Coordinate annotation entries:
***
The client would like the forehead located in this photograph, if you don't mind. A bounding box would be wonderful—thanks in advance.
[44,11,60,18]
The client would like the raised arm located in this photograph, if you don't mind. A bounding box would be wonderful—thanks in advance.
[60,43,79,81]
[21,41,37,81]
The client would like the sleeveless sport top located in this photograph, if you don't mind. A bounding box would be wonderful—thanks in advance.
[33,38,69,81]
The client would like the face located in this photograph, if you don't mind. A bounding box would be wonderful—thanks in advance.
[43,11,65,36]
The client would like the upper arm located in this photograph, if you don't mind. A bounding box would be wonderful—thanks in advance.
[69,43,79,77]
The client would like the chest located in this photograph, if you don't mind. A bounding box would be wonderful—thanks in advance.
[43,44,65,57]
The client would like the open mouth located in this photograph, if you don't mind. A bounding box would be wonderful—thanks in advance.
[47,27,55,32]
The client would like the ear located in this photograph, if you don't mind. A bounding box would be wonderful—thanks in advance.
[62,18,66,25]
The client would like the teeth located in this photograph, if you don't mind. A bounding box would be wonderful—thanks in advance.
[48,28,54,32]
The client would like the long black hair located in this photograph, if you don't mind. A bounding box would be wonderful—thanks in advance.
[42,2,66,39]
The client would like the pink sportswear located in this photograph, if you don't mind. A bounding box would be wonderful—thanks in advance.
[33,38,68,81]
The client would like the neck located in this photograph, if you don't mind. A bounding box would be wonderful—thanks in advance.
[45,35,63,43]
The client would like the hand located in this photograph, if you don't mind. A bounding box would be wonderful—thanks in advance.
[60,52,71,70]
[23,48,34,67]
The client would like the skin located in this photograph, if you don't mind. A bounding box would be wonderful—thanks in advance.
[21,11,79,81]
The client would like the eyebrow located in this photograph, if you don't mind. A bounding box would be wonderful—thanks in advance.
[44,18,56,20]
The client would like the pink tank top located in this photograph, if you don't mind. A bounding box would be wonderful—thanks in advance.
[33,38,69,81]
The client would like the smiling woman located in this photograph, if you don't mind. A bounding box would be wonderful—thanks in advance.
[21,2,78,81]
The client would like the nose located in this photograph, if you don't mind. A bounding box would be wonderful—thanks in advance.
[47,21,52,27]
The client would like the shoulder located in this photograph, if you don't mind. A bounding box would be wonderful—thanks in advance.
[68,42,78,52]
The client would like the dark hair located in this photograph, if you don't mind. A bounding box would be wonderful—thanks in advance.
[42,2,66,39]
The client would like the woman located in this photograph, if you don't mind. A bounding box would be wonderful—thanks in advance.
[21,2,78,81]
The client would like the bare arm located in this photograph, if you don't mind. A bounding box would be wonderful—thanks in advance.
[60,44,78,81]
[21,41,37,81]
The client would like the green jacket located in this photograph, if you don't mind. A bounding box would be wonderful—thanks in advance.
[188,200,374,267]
***
* [To do]: Reproduce verbatim the lines starting with the one that contains "The client would like the hand" and going on through the one that contains "[44,18,56,20]", including both.

* [Expected answer]:
The client would like the hand located in this photograph, if you don't mind. A bounding box would be wonderful—thanks in advance.
[60,52,71,70]
[23,48,34,67]
The client would like the skin located in this photograph, if you don't mind. A bounding box would be wonderful—thanks in advance.
[21,11,79,81]
The client would like the eyebrow located in this photograph, if you don't mind. A bounding box would be wonderful—thanks in advance.
[44,18,56,20]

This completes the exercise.